## [Task details]
In the rows below, change "sneaker" to "running shoe" and leave everything else as it is. Omit the pictures from your output.

## [Record list]
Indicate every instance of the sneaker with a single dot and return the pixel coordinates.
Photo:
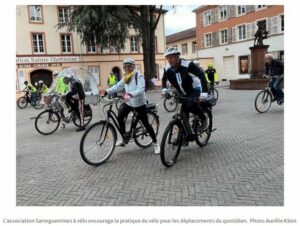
(120, 143)
(80, 129)
(156, 148)
(204, 124)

## [Full output]
Indicate every instance of the running shoe with a single dot and return the pixel coordinates.
Photo:
(120, 143)
(80, 129)
(156, 148)
(204, 124)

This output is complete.